● TEKS DOKUMEN:

+++++

PIRAMIDA.ID- Awal 2021, Indonesia dihadirkan dengan sejumlah bencana alam, seperti banjir dan tanah longsor. Para ahli ekologi beranggapan bahwa rentetan bencana alam disebabkan peralihan lahan yang merusak tatanan ekologis di tanah air.
Berdasarkan studi yang dipublikasikan Agustus 2020 di jurnal Ecology and Society, para peneliti menyampaikan peralihan lahan yang diabaikan otoritas Indonesia untuk perluasan perkebunan monokultur seperi sawit dan karet. Akibatnya meningkatkan potensi banjir yang berdampak buruk bagi kehidupan.
Peneliti gabungan dari Institut Pertanian Bogor, University of Göttingen, bersama BMKG mewawancarai sejumlah petani, masyarakat desa, dan pemangku kebijakan di Provinsi Jambi.
Para peneliti membandingkan dan menganalisa wawancara itu dengan pengukuruan ilmiah pada curah hujan, sungai, permukaan air tanah, pendataan terhadap properti dan pengunaan lahan pada wilayah tersebut.
Antara 1990 hingga 2013, mereka menemukan bahwa hutan di Jambi berkurang 25 persen, dari 6.835 kilometer persegi menjadi 5.108 kilometer persegi. Saat ini sebagian besar kawasan hutan tersisa di pegunungan atau hulu sungai.
Selama 20 tahun terakhir, area yang ditanami sawit meluas hingga 54 persen dari 939 kilometer persegi menjadi 1.451 kilometer persegi. Perkebunan karet meningkat 25 persen dari 2.714 kilometer persegi menjadi 3.404 kilometer persegi. Sedangkan area persawahan campuran relatif sama dalam periode penelitian.
Dalam temuan metode diskusi kualitatif, mereka mengungkapkan bahwa masyarakat setempat mengalami perubahan drastis terkait intensitas frekuensi banjir selama 10 hingga 15 tahun terakhir.
Mereka menyebutkan maraknya banjir terjadi setelah kawasan hutan dan rawa yang selama ini menjadi penahan dan penyimpan air telah berubah menjadi perkebunan sawit dan karet. Di sisi lain juga curah hujan tidak lagi mengikuti pola musim dan sulit untuk diprediksi masyarakat, khususnya petani.
“Pengamatan umum di antara penduduk desa adalah bahwa banjir saat ini akan terjadi lebih cepat, dan bahkan setelah curah hujan yang singkat,” ungkap para peneliti. “Dalam ingatan mereka, banjir di masa lalu hanya terjadi setelah curah hujan yang berkepanjangan.”

+++++

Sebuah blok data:

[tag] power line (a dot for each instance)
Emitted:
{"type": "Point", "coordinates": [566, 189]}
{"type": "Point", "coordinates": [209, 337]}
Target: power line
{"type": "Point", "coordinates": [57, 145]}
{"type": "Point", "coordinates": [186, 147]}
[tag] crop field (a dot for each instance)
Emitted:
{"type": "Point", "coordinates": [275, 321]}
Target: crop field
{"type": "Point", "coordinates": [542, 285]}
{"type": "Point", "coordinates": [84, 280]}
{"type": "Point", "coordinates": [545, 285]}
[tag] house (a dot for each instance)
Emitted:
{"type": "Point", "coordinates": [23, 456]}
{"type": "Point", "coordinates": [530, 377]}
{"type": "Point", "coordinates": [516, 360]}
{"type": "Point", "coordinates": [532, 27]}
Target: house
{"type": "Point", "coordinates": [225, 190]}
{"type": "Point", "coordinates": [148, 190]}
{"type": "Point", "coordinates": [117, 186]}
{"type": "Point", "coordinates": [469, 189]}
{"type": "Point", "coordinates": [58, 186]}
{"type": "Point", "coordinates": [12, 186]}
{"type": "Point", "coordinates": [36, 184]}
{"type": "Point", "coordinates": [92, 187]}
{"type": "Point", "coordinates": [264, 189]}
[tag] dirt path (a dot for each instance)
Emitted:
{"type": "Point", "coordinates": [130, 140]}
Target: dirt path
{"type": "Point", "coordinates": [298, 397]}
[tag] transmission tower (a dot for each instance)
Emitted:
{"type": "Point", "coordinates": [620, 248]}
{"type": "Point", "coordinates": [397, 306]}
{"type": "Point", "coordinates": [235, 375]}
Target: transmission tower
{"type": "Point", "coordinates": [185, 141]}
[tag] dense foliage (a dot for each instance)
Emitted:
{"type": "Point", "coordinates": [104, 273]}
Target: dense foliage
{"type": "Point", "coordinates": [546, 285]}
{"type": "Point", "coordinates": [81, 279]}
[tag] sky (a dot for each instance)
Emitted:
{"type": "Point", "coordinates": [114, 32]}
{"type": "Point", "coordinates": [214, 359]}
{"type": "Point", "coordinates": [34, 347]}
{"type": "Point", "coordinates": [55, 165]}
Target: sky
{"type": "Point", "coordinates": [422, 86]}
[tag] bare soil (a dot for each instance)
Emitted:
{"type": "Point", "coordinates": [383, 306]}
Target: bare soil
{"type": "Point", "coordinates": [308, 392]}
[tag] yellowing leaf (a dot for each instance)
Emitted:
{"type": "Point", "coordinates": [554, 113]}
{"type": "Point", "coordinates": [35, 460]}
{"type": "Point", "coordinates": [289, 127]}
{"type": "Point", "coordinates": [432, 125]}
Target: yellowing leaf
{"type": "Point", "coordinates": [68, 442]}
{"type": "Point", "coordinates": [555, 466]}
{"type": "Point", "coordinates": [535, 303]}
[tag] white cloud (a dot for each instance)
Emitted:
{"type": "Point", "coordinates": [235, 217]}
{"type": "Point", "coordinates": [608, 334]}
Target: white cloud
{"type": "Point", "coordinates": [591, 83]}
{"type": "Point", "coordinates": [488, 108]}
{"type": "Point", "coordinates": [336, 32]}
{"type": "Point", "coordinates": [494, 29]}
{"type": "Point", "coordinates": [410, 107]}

+++++

Jawablah pertanyaan berikut berdasarkan artikel tentang banjir di Jambi:
1. Lembaga apa saja yang tergabung dalam tim peneliti?
2. Berapa luas hutan di Jambi pada tahun 2013?
3. Di jurnal apa studi tersebut dipublikasikan?
Baris-baris data di atas merupakan materi tersendiri yang terpisah dari artikel.

1. Institut Pertanian Bogor, University of Göttingen, dan BMKG.
2. 5.108 kilometer persegi.
3. Ecology and Society.